* Task requirements *
Answer these questions from the abstract on the biophotoelectrocatalytic system below.
(a) Which pollutant is the system built to remove?
(b) What degradation efficiency did the system reach, and after how long a treatment?
(c) According to the listed highlights, what is generated in situ by PEC to activate HRP?
--- Text passage Enclosed Below ---
A biophotoelectrocatalytic system for pollutant removal based on carbon fiber cloth supported TiO2 photoanode with oxygen vacancy defects and CuO/g-C3N4 photocathode

As an advanced oxidation technology, photoelectrocatalysis (PEC) has been widely explored to degrade refractory contaminants in the environment. Meanwhile, enzymatic biodegradation provides an effective approach to removal of organic pollutants under mild conditions. Herein, we developed a biophotoelectrocatalytic system to remove bisphenol A (BPA) based on the combination of PEC and enzymatic biodegradation. We utilized carbon fiber cloth (CFC) as substrate to construct a dual-photoelectrode biophotoelectrocatalytic system based on three dimensional (3D) nanostructured TiO 2 photoanode with oxygen vacancy defects (Ov-TiO 2 /CFC) and enzyme-coupled CuO/g-C 3 N 4 /CFC photocathode. The excellent PEC performance of Ov-TiO 2 /CFC photoanode significantly promoted the formation of reactive radicals for the degradation reaction, ascribed to efficient separation and migration of photogenerated carriers. The proposed system displayed good synergistic effect between PEC and enzymatic catalysis for BPA removal, with more than 99% degradation efficiency after 90-min treatment. This work demonstrates CFC as a useful substrate material for constructing highly efficient biophotoelectrocatalytic degradation system for organic pollutant removal. • A biophotoelectrocatalytic system is constructed using carbon fiber cloth support. • Three-dimensional porous TiO 2 photoanode with oxygen vacancy defects is developed. • Effective activation of HRP through in-situ PEC generation of H 2 O 2 is provided. • Degradation mechanism and pathway for Bisphenol A are proposed.
--- End of Enclosed Text passage ---
--- The data Enclosed Below ---
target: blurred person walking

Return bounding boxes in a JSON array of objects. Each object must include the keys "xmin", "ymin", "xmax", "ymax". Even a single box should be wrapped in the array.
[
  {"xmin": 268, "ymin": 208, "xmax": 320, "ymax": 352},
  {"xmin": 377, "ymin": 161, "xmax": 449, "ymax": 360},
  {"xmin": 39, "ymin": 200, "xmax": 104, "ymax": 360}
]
--- End of Enclosed The data ---
* Result below *
(a) Bisphenol A (BPA).
(b) More than 99%, after 90-min treatment.
(c) H2O2.